(Saved data entries)
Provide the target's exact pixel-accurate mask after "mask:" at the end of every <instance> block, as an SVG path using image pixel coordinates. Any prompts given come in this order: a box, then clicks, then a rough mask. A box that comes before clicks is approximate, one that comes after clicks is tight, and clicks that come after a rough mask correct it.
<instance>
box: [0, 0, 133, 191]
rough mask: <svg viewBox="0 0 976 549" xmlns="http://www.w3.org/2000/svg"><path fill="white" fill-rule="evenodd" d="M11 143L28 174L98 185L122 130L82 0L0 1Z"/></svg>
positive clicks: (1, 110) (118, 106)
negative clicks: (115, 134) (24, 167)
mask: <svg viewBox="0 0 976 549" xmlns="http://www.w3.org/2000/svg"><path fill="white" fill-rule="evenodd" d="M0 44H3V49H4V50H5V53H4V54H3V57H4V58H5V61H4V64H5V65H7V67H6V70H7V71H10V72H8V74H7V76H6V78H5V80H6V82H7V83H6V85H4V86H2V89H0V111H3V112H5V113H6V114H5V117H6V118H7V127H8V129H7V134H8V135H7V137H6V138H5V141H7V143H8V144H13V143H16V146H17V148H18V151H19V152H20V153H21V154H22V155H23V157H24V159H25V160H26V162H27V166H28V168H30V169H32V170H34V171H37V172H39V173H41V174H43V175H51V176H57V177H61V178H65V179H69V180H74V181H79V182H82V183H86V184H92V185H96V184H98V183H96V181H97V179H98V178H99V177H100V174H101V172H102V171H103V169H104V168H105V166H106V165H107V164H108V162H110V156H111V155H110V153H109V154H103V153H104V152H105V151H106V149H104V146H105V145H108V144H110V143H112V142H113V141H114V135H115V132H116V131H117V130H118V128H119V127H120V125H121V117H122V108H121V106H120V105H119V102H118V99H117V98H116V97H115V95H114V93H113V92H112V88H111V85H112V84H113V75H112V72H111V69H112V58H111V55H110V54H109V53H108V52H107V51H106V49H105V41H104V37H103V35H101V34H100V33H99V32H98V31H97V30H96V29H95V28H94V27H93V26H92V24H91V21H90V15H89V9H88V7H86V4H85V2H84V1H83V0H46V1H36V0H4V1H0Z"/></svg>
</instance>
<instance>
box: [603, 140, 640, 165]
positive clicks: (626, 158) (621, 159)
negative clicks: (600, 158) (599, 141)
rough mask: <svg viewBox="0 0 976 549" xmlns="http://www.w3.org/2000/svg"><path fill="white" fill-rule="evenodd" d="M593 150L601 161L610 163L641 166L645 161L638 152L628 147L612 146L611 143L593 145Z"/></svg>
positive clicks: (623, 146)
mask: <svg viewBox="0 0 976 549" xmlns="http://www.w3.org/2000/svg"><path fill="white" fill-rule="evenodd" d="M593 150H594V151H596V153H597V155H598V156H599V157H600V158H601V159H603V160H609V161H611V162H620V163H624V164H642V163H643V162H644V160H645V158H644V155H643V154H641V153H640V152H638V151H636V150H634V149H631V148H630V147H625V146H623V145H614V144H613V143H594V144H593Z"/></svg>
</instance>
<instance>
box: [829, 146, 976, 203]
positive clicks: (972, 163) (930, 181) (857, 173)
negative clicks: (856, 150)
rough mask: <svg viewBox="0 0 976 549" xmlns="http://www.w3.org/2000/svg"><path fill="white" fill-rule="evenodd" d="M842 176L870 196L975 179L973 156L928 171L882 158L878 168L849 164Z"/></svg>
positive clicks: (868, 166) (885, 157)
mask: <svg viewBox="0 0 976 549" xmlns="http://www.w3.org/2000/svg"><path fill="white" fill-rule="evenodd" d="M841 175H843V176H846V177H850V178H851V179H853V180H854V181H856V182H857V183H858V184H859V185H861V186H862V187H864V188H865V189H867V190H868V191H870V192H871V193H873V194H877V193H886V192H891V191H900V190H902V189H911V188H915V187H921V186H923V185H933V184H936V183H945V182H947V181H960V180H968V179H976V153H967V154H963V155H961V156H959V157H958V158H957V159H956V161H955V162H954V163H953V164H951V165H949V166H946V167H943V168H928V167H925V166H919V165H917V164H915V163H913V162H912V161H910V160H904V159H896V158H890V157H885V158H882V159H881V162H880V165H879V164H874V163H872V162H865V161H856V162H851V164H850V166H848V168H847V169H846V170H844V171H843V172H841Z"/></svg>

#### [TO DO]
Could you reproduce every entry above exactly as written?

#### [FINAL ANSWER]
Provide the target's exact pixel-accurate mask after "mask:" at the end of every <instance> block, as an SVG path using image pixel coordinates. Any prompts given come in this order: a box, then clicks, then a rough mask. A box that comes before clicks is approximate, one that comes after clicks is tight, and clicks that come after a rough mask correct it.
<instance>
box: [0, 0, 133, 191]
rough mask: <svg viewBox="0 0 976 549" xmlns="http://www.w3.org/2000/svg"><path fill="white" fill-rule="evenodd" d="M11 143L28 174L98 185L122 130L82 0L0 1Z"/></svg>
positive clicks: (1, 110) (118, 106)
negative clicks: (115, 134) (24, 167)
mask: <svg viewBox="0 0 976 549" xmlns="http://www.w3.org/2000/svg"><path fill="white" fill-rule="evenodd" d="M0 44H3V49H4V50H5V53H4V54H3V57H4V58H5V61H4V64H5V65H7V67H6V70H7V71H10V72H8V74H7V76H6V78H5V80H6V82H7V83H6V85H4V86H2V89H0V111H3V112H5V113H6V114H5V117H6V118H7V127H8V129H7V134H8V135H7V137H6V138H5V141H7V143H8V144H13V143H16V146H17V148H18V151H19V152H20V153H21V154H22V155H23V157H24V159H25V160H26V162H27V166H28V168H30V169H32V170H34V171H37V172H39V173H41V174H43V175H51V176H57V177H61V178H65V179H69V180H74V181H79V182H82V183H86V184H92V185H96V184H98V183H96V181H97V179H98V178H99V177H100V174H101V172H102V171H103V169H104V168H105V166H106V165H107V164H108V162H110V156H111V155H110V153H109V154H103V153H104V152H105V151H106V149H104V146H105V145H108V144H110V143H112V142H113V141H114V135H115V132H116V131H117V130H118V128H119V127H120V125H121V117H122V108H121V106H120V105H119V102H118V99H117V98H116V97H115V95H114V93H113V92H112V88H111V85H112V84H113V75H112V72H111V69H112V58H111V55H110V54H109V53H108V52H107V51H106V49H105V41H104V37H103V35H101V34H100V33H99V32H98V31H97V30H96V29H95V28H94V27H93V26H92V24H91V21H90V15H89V9H88V7H86V4H85V2H84V1H83V0H46V1H36V0H4V1H0Z"/></svg>
</instance>
<instance>
box: [603, 140, 640, 165]
positive clicks: (626, 158) (621, 159)
negative clicks: (600, 158) (599, 141)
rough mask: <svg viewBox="0 0 976 549" xmlns="http://www.w3.org/2000/svg"><path fill="white" fill-rule="evenodd" d="M593 150L601 161L610 163L641 166L645 161L638 152L628 147L612 146L611 143L593 145Z"/></svg>
positive clicks: (623, 146)
mask: <svg viewBox="0 0 976 549" xmlns="http://www.w3.org/2000/svg"><path fill="white" fill-rule="evenodd" d="M593 150H594V151H596V153H597V155H598V156H599V157H600V158H601V159H603V160H609V161H611V162H620V163H624V164H642V163H643V162H644V160H645V158H644V155H643V154H641V153H640V152H638V151H636V150H634V149H631V148H630V147H625V146H623V145H614V144H613V143H594V144H593Z"/></svg>
</instance>
<instance>
box: [829, 146, 976, 203]
positive clicks: (972, 163) (930, 181) (857, 173)
negative clicks: (856, 150)
rough mask: <svg viewBox="0 0 976 549" xmlns="http://www.w3.org/2000/svg"><path fill="white" fill-rule="evenodd" d="M842 176L870 196L975 179L973 156L928 171L882 158L878 168L849 164Z"/></svg>
positive clicks: (868, 166) (885, 157)
mask: <svg viewBox="0 0 976 549" xmlns="http://www.w3.org/2000/svg"><path fill="white" fill-rule="evenodd" d="M841 175H843V176H846V177H850V178H851V179H853V180H854V181H856V182H857V183H858V184H859V185H861V186H862V187H864V188H865V189H867V190H868V191H870V192H871V193H873V194H877V193H886V192H891V191H900V190H902V189H911V188H915V187H921V186H923V185H933V184H936V183H945V182H947V181H960V180H968V179H976V153H967V154H963V155H961V156H959V157H958V158H957V159H956V161H955V162H954V163H953V164H951V165H949V166H946V167H943V168H928V167H925V166H919V165H917V164H915V163H913V162H912V161H910V160H904V159H896V158H890V157H885V158H882V159H881V162H880V165H879V164H874V163H872V162H865V161H856V162H851V164H850V166H848V168H847V169H846V170H844V171H843V172H841Z"/></svg>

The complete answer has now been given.